## Work instruction:
Each line from the one containing "Run detection for red" to the end of the listing below should be output exactly; no other line is wanted.

======== Data for processing

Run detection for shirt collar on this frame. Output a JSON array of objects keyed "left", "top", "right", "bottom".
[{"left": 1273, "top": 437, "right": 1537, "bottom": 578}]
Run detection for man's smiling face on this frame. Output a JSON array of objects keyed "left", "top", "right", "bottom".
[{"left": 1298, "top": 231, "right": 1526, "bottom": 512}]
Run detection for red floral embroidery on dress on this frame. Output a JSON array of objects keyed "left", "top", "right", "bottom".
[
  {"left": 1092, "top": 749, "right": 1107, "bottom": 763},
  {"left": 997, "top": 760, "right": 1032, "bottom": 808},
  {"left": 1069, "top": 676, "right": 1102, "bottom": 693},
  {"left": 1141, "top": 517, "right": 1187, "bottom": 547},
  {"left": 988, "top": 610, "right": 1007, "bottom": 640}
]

================

## Solution for this exercise:
Run detection for red floral embroidery on dress on this frame. Output a JSON array of objects keyed "left", "top", "right", "bottom".
[
  {"left": 1092, "top": 749, "right": 1107, "bottom": 763},
  {"left": 997, "top": 760, "right": 1032, "bottom": 808},
  {"left": 1069, "top": 676, "right": 1102, "bottom": 693},
  {"left": 1141, "top": 517, "right": 1187, "bottom": 547},
  {"left": 988, "top": 610, "right": 1007, "bottom": 640}
]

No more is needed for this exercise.